Stored items:
——————————

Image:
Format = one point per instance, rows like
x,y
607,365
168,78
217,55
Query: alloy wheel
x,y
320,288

——————————

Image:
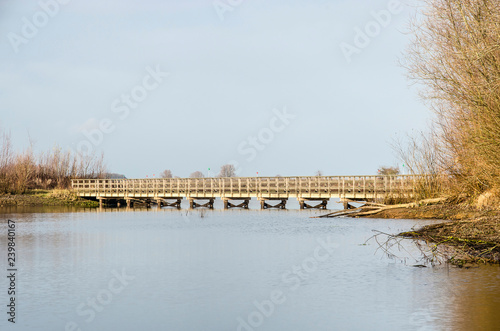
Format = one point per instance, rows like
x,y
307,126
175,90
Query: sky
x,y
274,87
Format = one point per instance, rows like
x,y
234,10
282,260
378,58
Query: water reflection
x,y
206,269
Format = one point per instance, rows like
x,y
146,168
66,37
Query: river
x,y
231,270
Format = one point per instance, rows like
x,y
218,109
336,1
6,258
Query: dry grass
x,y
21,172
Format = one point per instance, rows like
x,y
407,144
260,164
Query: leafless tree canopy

——————————

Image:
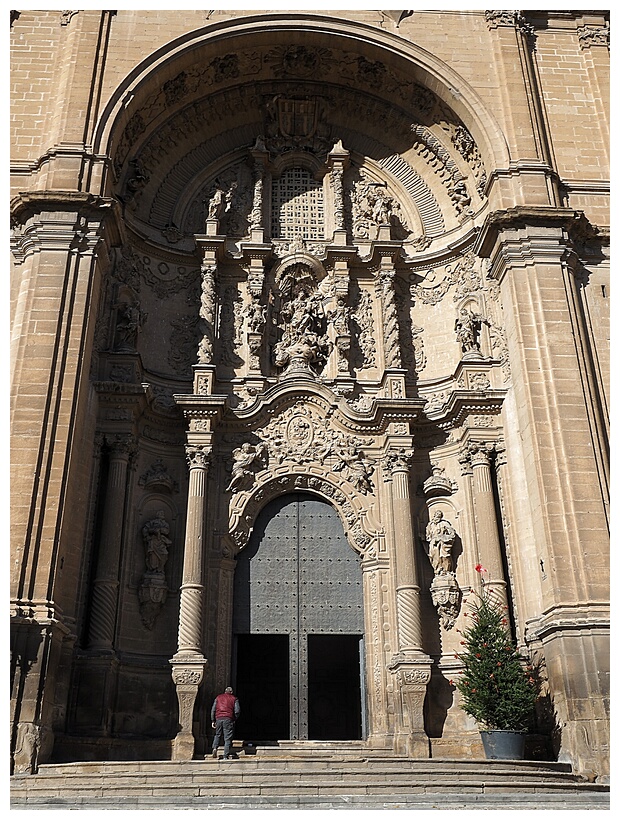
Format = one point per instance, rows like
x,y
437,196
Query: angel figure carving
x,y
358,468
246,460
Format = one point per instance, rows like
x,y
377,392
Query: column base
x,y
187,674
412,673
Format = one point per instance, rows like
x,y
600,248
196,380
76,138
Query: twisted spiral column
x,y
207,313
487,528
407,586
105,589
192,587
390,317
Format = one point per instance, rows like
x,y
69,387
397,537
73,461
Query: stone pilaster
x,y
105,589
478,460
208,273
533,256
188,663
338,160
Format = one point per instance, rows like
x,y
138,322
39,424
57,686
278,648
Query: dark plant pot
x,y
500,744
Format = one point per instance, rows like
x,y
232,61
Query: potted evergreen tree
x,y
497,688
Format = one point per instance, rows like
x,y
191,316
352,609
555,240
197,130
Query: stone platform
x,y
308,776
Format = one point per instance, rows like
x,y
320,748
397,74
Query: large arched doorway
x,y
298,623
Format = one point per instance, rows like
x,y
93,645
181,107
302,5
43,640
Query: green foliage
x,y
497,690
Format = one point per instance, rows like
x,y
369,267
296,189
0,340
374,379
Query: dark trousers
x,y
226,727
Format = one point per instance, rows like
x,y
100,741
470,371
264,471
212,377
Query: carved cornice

——————————

What you need to do: Give again exactly, and only, the lines above starting at the one with "Query: column base" and ending at the one with "Query: carved cornice".

Task response:
Query: column base
x,y
187,674
412,673
Format = one point per instance, rows like
x,y
600,248
196,380
76,138
Query: twisted spiral column
x,y
207,313
487,528
407,586
105,589
192,587
390,317
Format = one point per instance, rows like
x,y
69,387
397,537
73,461
Query: stone pilaster
x,y
105,589
478,460
208,273
533,256
188,663
338,160
Format = one point per instance, rows like
x,y
138,322
39,424
57,686
278,648
Query: dark plant pot
x,y
500,744
Format = one point per instance, rows like
x,y
232,61
Query: potted evergreen tree
x,y
497,688
Format = one point per instance, rows like
x,y
191,316
352,609
555,240
197,130
Query: stone platform
x,y
308,776
Format = one point per instance, rows like
x,y
320,748
397,74
Query: large arched doorway
x,y
298,623
Format = one point per instance, rows like
x,y
93,645
181,107
302,5
43,640
Query: green foliage
x,y
497,690
Format = one point per instance, rows like
x,y
369,267
296,189
0,340
374,379
Query: dark trousers
x,y
226,727
Format = one point per instance, rows like
x,y
100,741
470,371
264,471
212,377
Query: carved cornice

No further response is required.